== What the task requires ==
Rewrite the items with each "cat's ear" changed to "cat's paw" and everything else left as it is.

== Records to process ==
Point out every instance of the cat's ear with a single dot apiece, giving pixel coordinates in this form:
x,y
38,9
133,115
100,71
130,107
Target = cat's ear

== Reply ==
Point out every instance of the cat's paw with a single dot apiece, giving pixel coordinates in this form:
x,y
38,9
133,115
100,71
130,107
Target = cat's paw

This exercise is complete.